##### Excerpt provided #####

The proof now relies on the following

Claim 4.5

We have
$$\begin{aligned} \lim _{\varepsilon \rightarrow 0}\lfloor {\tilde{\gamma }}'_\varepsilon - {\tilde{\gamma }}'\rfloor _{W^{\frac{1}{2},2}({\mathbb {R}})} =0, \end{aligned}$$
$$\begin{aligned} \lfloor f\rfloor _{W^{\frac{1}{2},2}({\mathbb {R}})} {:=}\left( \int _{{\mathbb {R}}} \int _{{\mathbb {R}}} \frac{|f(x) -f(y)|^2}{|x-y|^2} \mathrm{d}x \mathrm{d}y \right) ^{\frac{1}{2}} \end{aligned}$$
denotes the Gagliardo semi-norm on \({\mathbb {R}}.\)

##### Entries supplied #####

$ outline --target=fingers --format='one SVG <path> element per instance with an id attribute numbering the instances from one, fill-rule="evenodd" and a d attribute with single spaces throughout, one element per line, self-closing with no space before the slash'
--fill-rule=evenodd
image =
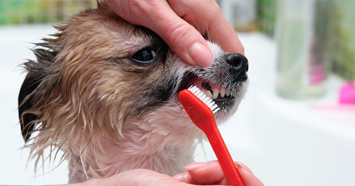
<path id="1" fill-rule="evenodd" d="M 263 186 L 248 168 L 240 162 L 235 163 L 246 186 Z M 222 168 L 217 161 L 206 163 L 196 162 L 184 167 L 187 171 L 173 177 L 178 181 L 190 184 L 202 184 L 223 185 L 228 184 Z"/>
<path id="2" fill-rule="evenodd" d="M 168 2 L 178 16 L 225 51 L 244 55 L 243 45 L 215 1 L 168 0 Z"/>
<path id="3" fill-rule="evenodd" d="M 157 33 L 176 54 L 192 65 L 206 67 L 213 60 L 202 35 L 226 52 L 244 54 L 237 36 L 213 0 L 105 1 L 126 21 Z"/>
<path id="4" fill-rule="evenodd" d="M 176 54 L 193 65 L 209 66 L 213 60 L 203 37 L 179 17 L 166 1 L 106 0 L 107 5 L 126 21 L 159 35 Z"/>

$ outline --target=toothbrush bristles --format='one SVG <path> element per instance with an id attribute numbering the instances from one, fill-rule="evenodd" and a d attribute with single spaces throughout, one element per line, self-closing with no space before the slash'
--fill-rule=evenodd
<path id="1" fill-rule="evenodd" d="M 187 90 L 191 91 L 193 94 L 196 95 L 199 99 L 204 103 L 207 106 L 211 109 L 214 114 L 219 110 L 218 105 L 214 102 L 214 101 L 213 101 L 212 99 L 209 97 L 207 96 L 207 95 L 204 94 L 203 92 L 201 91 L 201 90 L 197 86 L 192 86 L 192 85 L 191 85 L 190 88 L 187 89 Z"/>

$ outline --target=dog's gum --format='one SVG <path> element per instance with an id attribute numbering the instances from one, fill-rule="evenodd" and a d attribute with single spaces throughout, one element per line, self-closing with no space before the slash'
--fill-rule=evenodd
<path id="1" fill-rule="evenodd" d="M 210 89 L 206 89 L 204 87 L 206 86 L 203 86 L 202 84 L 204 84 L 204 85 L 206 85 L 206 83 L 209 84 L 209 86 L 211 87 Z M 187 84 L 187 86 L 186 87 L 186 89 L 187 89 L 191 86 L 191 85 L 196 86 L 201 90 L 203 89 L 213 90 L 217 89 L 218 89 L 219 91 L 220 91 L 221 90 L 224 89 L 222 88 L 222 86 L 216 83 L 213 83 L 209 81 L 203 79 L 198 76 L 193 77 L 190 79 L 190 80 L 189 81 L 189 83 Z"/>

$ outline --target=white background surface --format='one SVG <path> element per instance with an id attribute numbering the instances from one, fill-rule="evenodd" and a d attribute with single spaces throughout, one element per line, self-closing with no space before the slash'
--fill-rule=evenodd
<path id="1" fill-rule="evenodd" d="M 54 184 L 67 181 L 66 162 L 34 177 L 26 168 L 29 152 L 18 124 L 17 98 L 24 78 L 18 65 L 34 59 L 29 42 L 54 33 L 49 25 L 0 27 L 0 184 Z M 219 127 L 235 161 L 248 166 L 266 186 L 355 185 L 355 113 L 320 110 L 312 105 L 335 102 L 343 83 L 332 76 L 319 100 L 290 101 L 275 93 L 276 45 L 258 33 L 240 33 L 249 62 L 251 85 L 238 111 Z M 195 160 L 215 159 L 208 143 Z M 56 165 L 55 163 L 54 166 Z M 45 173 L 53 164 L 44 167 Z M 41 168 L 42 169 L 42 168 Z"/>

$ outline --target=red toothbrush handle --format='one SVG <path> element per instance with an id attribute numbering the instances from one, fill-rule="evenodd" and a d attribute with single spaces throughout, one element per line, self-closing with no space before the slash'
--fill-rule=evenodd
<path id="1" fill-rule="evenodd" d="M 245 186 L 218 128 L 215 126 L 215 130 L 211 130 L 206 134 L 228 182 L 232 185 Z"/>

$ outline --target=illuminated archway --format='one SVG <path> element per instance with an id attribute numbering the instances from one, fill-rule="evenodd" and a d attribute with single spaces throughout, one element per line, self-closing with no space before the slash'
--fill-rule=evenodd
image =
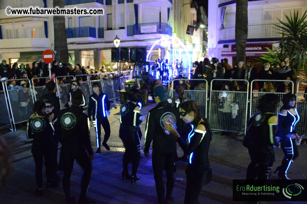
<path id="1" fill-rule="evenodd" d="M 170 63 L 171 60 L 172 67 L 173 68 L 173 75 L 177 75 L 177 68 L 175 68 L 175 62 L 176 61 L 176 49 L 182 49 L 185 52 L 186 54 L 186 57 L 188 61 L 189 69 L 188 71 L 188 78 L 190 79 L 190 72 L 191 70 L 191 57 L 188 52 L 188 48 L 185 44 L 182 43 L 179 38 L 174 36 L 168 37 L 164 37 L 160 39 L 157 40 L 151 46 L 149 52 L 147 54 L 146 59 L 147 61 L 150 60 L 150 57 L 154 53 L 154 51 L 157 46 L 160 46 L 162 47 L 166 48 L 166 58 L 169 59 Z M 180 50 L 179 50 L 180 52 Z M 180 54 L 180 55 L 181 55 Z"/>

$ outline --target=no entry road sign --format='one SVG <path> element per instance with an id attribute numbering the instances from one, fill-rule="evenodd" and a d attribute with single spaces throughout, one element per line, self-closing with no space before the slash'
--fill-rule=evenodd
<path id="1" fill-rule="evenodd" d="M 53 52 L 50 50 L 46 50 L 43 53 L 43 60 L 47 64 L 52 62 L 54 57 Z"/>

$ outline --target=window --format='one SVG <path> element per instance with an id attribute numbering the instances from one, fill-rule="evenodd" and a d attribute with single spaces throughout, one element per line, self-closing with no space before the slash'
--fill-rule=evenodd
<path id="1" fill-rule="evenodd" d="M 109 13 L 107 15 L 107 30 L 112 29 L 112 14 Z"/>

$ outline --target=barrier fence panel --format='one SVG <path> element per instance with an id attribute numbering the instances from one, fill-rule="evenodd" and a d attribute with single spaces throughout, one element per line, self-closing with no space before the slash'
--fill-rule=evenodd
<path id="1" fill-rule="evenodd" d="M 248 91 L 212 90 L 215 81 L 241 81 L 248 87 L 248 82 L 243 80 L 214 79 L 210 86 L 209 121 L 211 129 L 227 132 L 245 134 L 247 115 Z"/>
<path id="2" fill-rule="evenodd" d="M 105 73 L 107 74 L 107 73 Z M 114 90 L 113 87 L 113 80 L 111 78 L 110 73 L 107 73 L 109 76 L 105 77 L 106 75 L 102 74 L 100 75 L 100 80 L 103 86 L 103 93 L 108 96 L 109 101 L 113 100 L 114 102 L 116 102 Z"/>
<path id="3" fill-rule="evenodd" d="M 29 79 L 11 80 L 6 80 L 6 82 L 10 83 L 11 81 L 18 80 L 28 81 L 29 83 L 29 87 L 19 89 L 18 87 L 21 88 L 22 87 L 13 87 L 7 83 L 6 84 L 9 104 L 14 125 L 29 120 L 30 116 L 33 113 L 34 102 L 32 86 Z M 8 87 L 9 87 L 9 89 L 8 89 Z"/>
<path id="4" fill-rule="evenodd" d="M 69 79 L 75 80 L 75 77 L 73 76 L 57 76 L 56 79 L 57 81 L 59 78 L 62 78 L 66 77 L 66 80 Z M 58 84 L 56 83 L 56 89 L 59 93 L 59 98 L 60 98 L 60 104 L 61 105 L 61 109 L 64 108 L 64 106 L 67 104 L 69 100 L 69 90 L 70 90 L 70 83 Z"/>
<path id="5" fill-rule="evenodd" d="M 181 81 L 183 83 L 181 84 Z M 194 101 L 200 110 L 201 115 L 204 118 L 207 117 L 207 101 L 208 95 L 208 82 L 205 79 L 175 79 L 172 82 L 170 94 L 172 98 L 176 100 L 178 97 L 176 95 L 176 87 L 183 83 L 189 85 L 190 82 L 198 83 L 194 90 L 185 90 L 184 96 L 189 100 Z"/>
<path id="6" fill-rule="evenodd" d="M 270 81 L 272 83 L 272 84 L 278 84 L 279 83 L 284 83 L 286 82 L 289 82 L 290 83 L 292 83 L 292 89 L 290 90 L 290 91 L 292 91 L 292 93 L 293 93 L 293 89 L 294 87 L 294 84 L 293 83 L 293 82 L 291 81 L 286 81 L 285 80 L 253 80 L 251 82 L 251 95 L 250 95 L 250 100 L 251 102 L 251 104 L 250 105 L 250 113 L 249 113 L 249 117 L 250 117 L 255 113 L 258 112 L 258 104 L 259 102 L 259 99 L 260 98 L 264 95 L 266 94 L 269 94 L 269 93 L 274 93 L 276 94 L 278 96 L 278 101 L 279 102 L 279 104 L 278 104 L 278 107 L 276 109 L 276 110 L 275 113 L 273 113 L 276 116 L 278 116 L 278 112 L 279 111 L 279 109 L 280 108 L 282 107 L 282 97 L 283 95 L 287 93 L 276 93 L 276 92 L 258 92 L 258 91 L 255 91 L 255 90 L 252 90 L 252 88 L 253 84 L 254 83 L 255 83 L 256 81 L 260 81 L 260 82 L 265 82 L 266 81 Z"/>
<path id="7" fill-rule="evenodd" d="M 95 82 L 100 83 L 101 87 L 101 91 L 104 93 L 104 90 L 103 89 L 103 84 L 102 82 L 100 80 L 100 75 L 101 74 L 109 74 L 110 73 L 105 73 L 102 74 L 90 74 L 88 75 L 88 78 L 90 80 L 90 85 L 91 85 L 91 91 L 93 93 L 93 84 Z M 92 93 L 92 94 L 93 94 Z"/>
<path id="8" fill-rule="evenodd" d="M 295 125 L 298 135 L 307 135 L 307 93 L 306 91 L 307 80 L 301 80 L 297 83 L 296 92 L 296 108 L 300 116 L 300 121 Z M 301 90 L 301 91 L 299 91 Z"/>
<path id="9" fill-rule="evenodd" d="M 0 128 L 11 126 L 13 131 L 13 126 L 12 124 L 12 119 L 10 114 L 9 104 L 7 98 L 6 94 L 4 84 L 1 82 L 1 85 L 3 88 L 3 91 L 0 91 Z M 16 131 L 16 130 L 15 130 Z"/>
<path id="10" fill-rule="evenodd" d="M 46 85 L 42 85 L 42 84 L 40 83 L 41 81 L 45 80 L 46 83 L 47 83 L 49 81 L 51 80 L 52 78 L 53 79 L 53 81 L 56 83 L 55 78 L 54 77 L 39 77 L 33 78 L 32 81 L 32 87 L 33 88 L 35 101 L 38 100 L 42 96 L 48 93 L 48 90 Z"/>
<path id="11" fill-rule="evenodd" d="M 82 77 L 83 79 L 82 80 L 83 81 L 80 82 L 80 89 L 82 91 L 82 92 L 84 95 L 84 97 L 85 98 L 85 105 L 83 107 L 87 108 L 87 103 L 88 102 L 88 98 L 92 95 L 92 90 L 91 87 L 91 85 L 90 84 L 89 79 L 88 76 L 86 74 L 82 74 L 81 75 L 77 75 L 75 76 L 76 79 L 77 80 L 80 78 L 80 77 Z M 83 79 L 86 79 L 86 81 L 84 81 Z"/>

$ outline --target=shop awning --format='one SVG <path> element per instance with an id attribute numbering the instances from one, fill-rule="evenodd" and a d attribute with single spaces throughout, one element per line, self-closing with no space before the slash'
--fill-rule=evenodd
<path id="1" fill-rule="evenodd" d="M 237 56 L 236 52 L 222 52 L 221 53 L 222 57 L 235 57 Z M 268 51 L 247 52 L 245 55 L 246 57 L 259 57 L 261 56 L 260 55 L 261 54 L 265 54 L 269 53 Z"/>

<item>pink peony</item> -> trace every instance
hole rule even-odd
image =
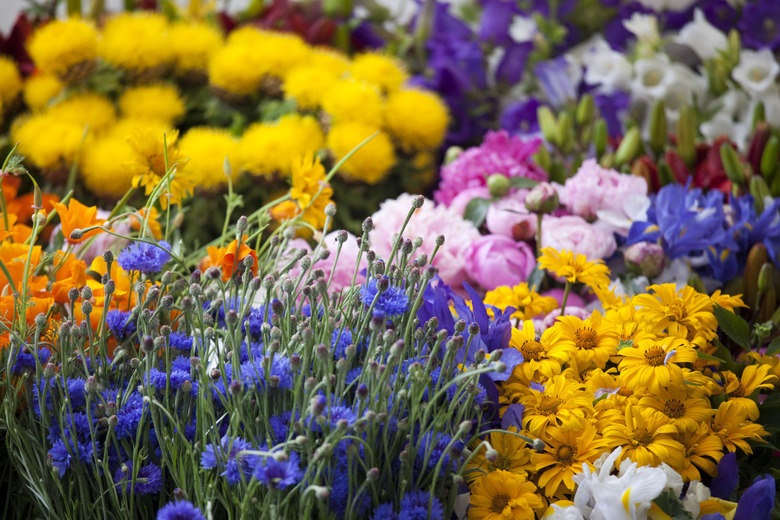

#####

Reproduce the Claim 4.5 passage above word for word, with every formula kept unchanged.

The proof now relies on the following

Claim 4.5

We have
$$\begin{aligned} \lim _{\varepsilon \rightarrow 0}\lfloor {\tilde{\gamma }}'_\varepsilon - {\tilde{\gamma }}'\rfloor _{W^{\frac{1}{2},2}({\mathbb {R}})} =0, \end{aligned}$$
$$\begin{aligned} \lfloor f\rfloor _{W^{\frac{1}{2},2}({\mathbb {R}})} {:=}\left( \int _{{\mathbb {R}}} \int _{{\mathbb {R}}} \frac{|f(x) -f(y)|^2}{|x-y|^2} \mathrm{d}x \mathrm{d}y \right) ^{\frac{1}{2}} \end{aligned}$$
denotes the Gagliardo semi-norm on \({\mathbb {R}}.\)